CO NALEŻY ZROBIĆ =
1) Kto zdobył bramki dla Korony Kielce według tekstu o meczu Korony?
2) Podaj dalszy ciąg tekstu o meczu Korony, zaczynając po jego ostatnim zdaniu.

Słuchaj nas: Kielce 107,9 FM | Busko-Zdrój 91,8 FM | Święty Krzyż 91,3 | Włoszczowa 94,4
Szukaj Facebook Twitter Youtube
Radio eM

SPORT

Korona przerwała wyjazdową niemoc

poniedziałek, 22 maja 2017 19:48 / Autor: Damian Wysocki
Korona przerwała wyjazdową niemoc
Korona przerwała wyjazdową niemoc
Damian Wysocki
Damian Wysocki

Po siedmiu porażkach i dwóch remisach na wyjeździe Korona Kielce pod wodzą Macieja Bartoszka w końcu zdobyła komplet punktów na stadionie przeciwnika. „Żółto-czerwoni” w spotkaniu 35. kolejki LOTTO Ekstraklasy pokonali w Niecieczy miejscowy Bruk-Bet Termalikę 2:0. Bramki dla kieleckiej drużyny zdobyli Mateusz Możdżeń i Bartosz Rymaniak. Korona dzięki tej wygranej utrzymała piąte miejsce w tabeli.

WIERSZE DANYCH =
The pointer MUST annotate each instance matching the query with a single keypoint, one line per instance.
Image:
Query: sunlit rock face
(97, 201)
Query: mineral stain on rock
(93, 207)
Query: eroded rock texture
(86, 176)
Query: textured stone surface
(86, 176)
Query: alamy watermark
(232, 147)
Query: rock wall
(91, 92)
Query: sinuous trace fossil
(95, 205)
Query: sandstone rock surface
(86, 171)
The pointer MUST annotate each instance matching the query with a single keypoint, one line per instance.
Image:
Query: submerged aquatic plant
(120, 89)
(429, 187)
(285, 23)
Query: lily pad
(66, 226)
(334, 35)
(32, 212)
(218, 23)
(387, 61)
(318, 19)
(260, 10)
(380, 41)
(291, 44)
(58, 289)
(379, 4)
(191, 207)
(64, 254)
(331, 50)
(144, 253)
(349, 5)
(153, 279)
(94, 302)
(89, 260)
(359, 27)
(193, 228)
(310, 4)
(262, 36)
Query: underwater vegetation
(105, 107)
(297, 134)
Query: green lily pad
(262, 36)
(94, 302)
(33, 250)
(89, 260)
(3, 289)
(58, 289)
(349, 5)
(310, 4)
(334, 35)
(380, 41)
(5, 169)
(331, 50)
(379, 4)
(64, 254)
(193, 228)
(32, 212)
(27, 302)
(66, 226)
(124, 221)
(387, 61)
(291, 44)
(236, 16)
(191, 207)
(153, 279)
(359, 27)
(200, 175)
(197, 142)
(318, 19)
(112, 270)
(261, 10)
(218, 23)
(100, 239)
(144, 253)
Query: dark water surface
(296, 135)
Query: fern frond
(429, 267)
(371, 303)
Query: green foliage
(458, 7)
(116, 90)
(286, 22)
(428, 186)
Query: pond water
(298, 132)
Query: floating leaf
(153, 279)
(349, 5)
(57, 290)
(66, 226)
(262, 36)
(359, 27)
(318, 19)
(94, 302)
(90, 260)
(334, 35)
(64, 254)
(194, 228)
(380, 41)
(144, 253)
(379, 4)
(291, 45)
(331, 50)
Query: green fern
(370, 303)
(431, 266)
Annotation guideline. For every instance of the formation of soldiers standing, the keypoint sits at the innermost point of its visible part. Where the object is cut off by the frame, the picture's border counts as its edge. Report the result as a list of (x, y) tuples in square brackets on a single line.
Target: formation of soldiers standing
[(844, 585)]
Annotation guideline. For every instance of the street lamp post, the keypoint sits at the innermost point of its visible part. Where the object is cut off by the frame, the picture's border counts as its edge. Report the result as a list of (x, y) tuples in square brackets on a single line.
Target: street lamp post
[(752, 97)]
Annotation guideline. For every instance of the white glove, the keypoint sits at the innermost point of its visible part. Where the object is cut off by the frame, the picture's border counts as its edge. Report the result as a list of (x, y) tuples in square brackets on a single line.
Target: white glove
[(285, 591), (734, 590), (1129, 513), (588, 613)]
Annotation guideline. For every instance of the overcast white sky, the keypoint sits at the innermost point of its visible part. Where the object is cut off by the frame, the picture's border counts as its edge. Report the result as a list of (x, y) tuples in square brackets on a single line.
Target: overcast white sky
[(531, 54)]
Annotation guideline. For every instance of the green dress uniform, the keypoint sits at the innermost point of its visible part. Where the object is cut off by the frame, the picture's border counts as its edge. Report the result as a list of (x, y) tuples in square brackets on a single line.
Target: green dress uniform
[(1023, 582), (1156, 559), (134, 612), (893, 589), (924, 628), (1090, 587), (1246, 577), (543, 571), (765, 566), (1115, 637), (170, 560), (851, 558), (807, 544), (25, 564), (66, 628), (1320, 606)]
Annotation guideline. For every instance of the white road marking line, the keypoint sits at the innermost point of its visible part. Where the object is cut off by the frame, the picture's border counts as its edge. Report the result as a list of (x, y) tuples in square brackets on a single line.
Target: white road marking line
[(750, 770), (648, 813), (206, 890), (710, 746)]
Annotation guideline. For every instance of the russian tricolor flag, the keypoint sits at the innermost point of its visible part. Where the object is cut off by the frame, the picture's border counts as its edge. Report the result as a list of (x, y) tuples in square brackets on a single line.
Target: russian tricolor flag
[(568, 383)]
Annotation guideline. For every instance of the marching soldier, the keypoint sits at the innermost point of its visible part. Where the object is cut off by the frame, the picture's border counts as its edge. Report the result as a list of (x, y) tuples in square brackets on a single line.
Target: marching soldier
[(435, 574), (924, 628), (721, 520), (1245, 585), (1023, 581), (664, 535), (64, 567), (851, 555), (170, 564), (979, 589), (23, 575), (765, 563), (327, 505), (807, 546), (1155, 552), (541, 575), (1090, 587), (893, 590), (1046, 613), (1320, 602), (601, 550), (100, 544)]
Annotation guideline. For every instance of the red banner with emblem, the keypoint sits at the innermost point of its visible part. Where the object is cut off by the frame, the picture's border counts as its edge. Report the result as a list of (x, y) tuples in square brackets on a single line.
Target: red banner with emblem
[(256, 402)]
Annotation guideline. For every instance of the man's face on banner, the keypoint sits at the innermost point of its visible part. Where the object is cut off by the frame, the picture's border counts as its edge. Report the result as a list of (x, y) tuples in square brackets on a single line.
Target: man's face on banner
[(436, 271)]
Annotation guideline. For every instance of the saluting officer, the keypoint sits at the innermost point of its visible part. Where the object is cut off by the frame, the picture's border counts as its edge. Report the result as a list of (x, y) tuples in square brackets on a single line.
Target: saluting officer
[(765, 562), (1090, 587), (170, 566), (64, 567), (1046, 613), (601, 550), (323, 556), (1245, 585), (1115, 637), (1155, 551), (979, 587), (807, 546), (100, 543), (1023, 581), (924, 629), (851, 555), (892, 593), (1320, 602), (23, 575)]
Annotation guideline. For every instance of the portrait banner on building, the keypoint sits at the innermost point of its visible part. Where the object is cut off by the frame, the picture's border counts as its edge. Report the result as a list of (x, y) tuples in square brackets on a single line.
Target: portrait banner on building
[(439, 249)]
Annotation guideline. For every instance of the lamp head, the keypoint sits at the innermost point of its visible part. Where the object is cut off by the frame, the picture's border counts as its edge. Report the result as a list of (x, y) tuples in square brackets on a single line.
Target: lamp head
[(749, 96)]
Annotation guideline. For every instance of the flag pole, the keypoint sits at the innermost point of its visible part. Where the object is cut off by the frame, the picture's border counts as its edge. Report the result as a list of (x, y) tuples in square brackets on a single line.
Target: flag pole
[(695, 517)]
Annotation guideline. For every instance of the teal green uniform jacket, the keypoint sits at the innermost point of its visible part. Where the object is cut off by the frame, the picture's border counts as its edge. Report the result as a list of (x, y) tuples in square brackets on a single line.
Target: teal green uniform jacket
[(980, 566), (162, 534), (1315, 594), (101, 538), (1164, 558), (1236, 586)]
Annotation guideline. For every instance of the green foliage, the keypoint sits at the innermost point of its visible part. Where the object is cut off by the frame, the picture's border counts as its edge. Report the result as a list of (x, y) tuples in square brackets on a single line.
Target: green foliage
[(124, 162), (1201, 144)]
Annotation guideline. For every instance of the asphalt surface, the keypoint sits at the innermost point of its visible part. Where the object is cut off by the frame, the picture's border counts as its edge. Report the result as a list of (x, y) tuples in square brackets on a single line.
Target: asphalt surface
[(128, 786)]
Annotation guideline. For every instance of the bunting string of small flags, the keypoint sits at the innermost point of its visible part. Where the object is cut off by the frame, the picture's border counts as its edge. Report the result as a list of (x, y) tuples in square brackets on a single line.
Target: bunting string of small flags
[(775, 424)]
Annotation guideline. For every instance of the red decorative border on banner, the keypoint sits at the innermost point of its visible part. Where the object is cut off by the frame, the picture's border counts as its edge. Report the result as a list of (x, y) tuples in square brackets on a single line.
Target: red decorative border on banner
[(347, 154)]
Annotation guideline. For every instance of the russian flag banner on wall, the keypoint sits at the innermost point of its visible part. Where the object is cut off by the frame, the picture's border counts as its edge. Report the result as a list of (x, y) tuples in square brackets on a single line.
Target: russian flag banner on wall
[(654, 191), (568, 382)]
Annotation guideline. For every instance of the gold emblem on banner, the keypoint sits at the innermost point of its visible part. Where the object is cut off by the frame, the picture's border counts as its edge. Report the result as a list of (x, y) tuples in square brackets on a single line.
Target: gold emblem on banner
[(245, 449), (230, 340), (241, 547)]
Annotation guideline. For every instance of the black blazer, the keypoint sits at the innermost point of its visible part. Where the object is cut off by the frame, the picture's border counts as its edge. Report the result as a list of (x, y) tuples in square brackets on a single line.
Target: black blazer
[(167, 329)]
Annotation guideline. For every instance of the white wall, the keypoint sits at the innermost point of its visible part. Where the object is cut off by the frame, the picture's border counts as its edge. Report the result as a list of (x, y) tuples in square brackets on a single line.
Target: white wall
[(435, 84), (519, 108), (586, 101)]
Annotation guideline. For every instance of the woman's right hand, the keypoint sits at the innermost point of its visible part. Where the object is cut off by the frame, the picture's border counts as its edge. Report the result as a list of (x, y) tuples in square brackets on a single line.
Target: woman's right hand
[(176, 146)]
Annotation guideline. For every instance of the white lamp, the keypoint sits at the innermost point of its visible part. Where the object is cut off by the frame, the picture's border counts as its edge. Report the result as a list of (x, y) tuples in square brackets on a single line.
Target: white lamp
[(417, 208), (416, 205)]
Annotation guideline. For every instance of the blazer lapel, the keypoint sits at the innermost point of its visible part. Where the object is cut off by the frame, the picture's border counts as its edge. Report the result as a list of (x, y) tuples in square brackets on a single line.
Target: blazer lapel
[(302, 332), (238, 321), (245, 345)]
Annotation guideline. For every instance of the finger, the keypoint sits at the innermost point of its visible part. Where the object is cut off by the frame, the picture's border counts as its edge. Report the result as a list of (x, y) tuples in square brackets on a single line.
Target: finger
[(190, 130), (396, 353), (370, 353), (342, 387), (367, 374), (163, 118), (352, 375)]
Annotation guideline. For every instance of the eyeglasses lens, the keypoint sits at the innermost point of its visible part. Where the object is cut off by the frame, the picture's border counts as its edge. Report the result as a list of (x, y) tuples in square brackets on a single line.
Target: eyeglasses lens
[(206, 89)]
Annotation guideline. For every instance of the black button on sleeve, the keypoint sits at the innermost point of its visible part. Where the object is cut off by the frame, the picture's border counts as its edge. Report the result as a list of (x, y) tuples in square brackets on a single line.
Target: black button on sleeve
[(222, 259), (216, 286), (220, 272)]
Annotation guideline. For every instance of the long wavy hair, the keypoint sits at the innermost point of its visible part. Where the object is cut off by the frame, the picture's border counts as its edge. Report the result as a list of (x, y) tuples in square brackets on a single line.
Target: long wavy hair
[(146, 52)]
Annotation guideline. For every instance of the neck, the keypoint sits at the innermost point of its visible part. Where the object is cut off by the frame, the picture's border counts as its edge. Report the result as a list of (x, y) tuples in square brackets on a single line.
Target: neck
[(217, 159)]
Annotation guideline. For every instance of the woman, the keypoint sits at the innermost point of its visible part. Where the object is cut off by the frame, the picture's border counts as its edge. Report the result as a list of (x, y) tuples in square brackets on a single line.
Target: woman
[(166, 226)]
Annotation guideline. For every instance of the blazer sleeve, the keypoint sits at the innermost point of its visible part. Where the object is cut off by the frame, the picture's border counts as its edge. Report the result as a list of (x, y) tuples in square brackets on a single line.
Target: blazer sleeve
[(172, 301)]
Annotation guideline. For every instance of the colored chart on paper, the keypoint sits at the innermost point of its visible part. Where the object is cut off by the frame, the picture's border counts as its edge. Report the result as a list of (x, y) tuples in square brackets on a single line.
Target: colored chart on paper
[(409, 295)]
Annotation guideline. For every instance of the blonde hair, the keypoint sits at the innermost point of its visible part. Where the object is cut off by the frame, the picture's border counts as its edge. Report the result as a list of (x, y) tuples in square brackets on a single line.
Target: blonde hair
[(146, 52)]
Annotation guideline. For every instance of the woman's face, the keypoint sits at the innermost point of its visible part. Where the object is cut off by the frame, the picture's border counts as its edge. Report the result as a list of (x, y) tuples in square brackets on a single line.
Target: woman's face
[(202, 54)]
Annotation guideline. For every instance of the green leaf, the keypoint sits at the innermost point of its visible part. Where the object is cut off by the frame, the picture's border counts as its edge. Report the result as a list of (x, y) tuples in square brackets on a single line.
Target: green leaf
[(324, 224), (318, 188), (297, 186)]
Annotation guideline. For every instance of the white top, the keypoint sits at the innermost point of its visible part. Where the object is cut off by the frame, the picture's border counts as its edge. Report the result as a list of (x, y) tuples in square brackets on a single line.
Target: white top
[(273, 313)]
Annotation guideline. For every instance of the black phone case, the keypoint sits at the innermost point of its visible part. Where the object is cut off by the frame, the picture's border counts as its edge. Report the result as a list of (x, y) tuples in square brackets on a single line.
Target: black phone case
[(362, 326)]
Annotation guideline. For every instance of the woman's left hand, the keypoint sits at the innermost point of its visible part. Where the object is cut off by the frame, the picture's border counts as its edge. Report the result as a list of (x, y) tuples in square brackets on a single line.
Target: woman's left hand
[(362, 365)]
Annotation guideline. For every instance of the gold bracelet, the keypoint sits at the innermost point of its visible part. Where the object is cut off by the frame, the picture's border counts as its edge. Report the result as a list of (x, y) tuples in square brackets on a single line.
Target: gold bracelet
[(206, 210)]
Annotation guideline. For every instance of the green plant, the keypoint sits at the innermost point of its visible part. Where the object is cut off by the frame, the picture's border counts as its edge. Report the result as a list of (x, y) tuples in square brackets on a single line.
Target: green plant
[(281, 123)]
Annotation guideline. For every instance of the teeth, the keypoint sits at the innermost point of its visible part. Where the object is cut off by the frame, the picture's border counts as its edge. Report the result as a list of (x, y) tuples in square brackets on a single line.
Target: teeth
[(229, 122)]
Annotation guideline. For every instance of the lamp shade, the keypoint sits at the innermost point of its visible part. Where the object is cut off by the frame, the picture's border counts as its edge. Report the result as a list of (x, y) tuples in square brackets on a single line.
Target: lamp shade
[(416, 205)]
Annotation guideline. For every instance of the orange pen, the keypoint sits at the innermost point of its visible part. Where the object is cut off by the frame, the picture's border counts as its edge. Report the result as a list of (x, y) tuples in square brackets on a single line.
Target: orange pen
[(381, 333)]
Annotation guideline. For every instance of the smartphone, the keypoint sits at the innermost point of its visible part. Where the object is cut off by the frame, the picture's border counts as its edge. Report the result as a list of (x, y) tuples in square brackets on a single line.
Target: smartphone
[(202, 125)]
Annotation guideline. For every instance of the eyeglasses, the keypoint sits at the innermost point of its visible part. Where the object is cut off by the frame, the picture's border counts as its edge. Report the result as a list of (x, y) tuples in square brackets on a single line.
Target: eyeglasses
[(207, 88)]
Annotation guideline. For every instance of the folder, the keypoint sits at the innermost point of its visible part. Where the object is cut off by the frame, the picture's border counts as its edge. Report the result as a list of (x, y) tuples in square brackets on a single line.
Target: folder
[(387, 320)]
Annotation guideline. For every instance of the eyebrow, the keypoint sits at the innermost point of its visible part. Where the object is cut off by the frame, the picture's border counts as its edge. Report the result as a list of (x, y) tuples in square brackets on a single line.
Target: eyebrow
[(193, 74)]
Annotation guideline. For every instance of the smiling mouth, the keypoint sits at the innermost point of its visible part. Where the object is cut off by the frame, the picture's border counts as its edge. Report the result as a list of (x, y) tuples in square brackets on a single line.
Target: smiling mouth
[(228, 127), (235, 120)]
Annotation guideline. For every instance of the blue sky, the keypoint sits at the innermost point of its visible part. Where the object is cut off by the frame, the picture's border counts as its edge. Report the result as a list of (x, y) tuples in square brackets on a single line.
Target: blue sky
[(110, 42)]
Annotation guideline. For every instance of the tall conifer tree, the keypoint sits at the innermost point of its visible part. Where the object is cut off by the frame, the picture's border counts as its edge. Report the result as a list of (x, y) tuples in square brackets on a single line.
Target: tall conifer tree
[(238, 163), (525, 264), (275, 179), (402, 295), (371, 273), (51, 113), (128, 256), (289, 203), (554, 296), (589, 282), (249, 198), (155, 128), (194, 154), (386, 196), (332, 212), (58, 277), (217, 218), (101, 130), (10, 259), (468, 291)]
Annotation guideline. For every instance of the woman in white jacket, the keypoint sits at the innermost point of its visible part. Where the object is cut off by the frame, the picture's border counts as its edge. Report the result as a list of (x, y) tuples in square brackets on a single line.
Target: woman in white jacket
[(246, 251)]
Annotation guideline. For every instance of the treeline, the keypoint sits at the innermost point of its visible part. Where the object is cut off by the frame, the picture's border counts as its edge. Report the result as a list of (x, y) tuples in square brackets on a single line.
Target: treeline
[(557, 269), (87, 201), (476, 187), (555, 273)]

ODPOWIEDZI DO ĆWICZEŃ =
1) Mateusz Możdżeń i Bartosz Rymaniak.

2)
Bruk-Bet Termalica Nieciecza – Korona Kielce 0:2 (0:1)

Bramki: Możdżeń 11’, Rymaniak 54’

Bruk-Bet: Pilarz – Fryc, Kupczak, Putiwcew, Guilherme – Miković (76’ P. Nowak), Jovanović, Babiarz, Stefanik (62’ Misak), Guba (71’ D. Nowak) - Gutkovskis

Korona: Borjan – Rymaniak, Dejmek, Kwiecień (64’ Palanca), Grzelak – Kotarzewski (60’ Marković), Możdżeń, Mrozik, Cebula, Kiełb – Górski (72’ Aankour)

Żółte kartki: Putiwcew 10’, Guilherme 75’ – Grzelak 39’, 68’, Rymaniak 67’, Dejmek 88’

Czerwona kartka: Grzelak 68’ (za dwie żółte)

NAJCIEKAWSZE WYDARZENIA:

11’: GOL! 0:1! Możdżeń  uderzył cudownie w okienko z rzutu wolnego z osiemnastego metra! Bezradny Pilarz odprowadził tylko piłkę wzrokiem.

18’: Kiełb otrzymał znakomitą piłkę w polu karnym. Pomocnik kieleckiej drużyny zwlekał z oddaniem strzału i w końcu zatrzymali go obrońcy.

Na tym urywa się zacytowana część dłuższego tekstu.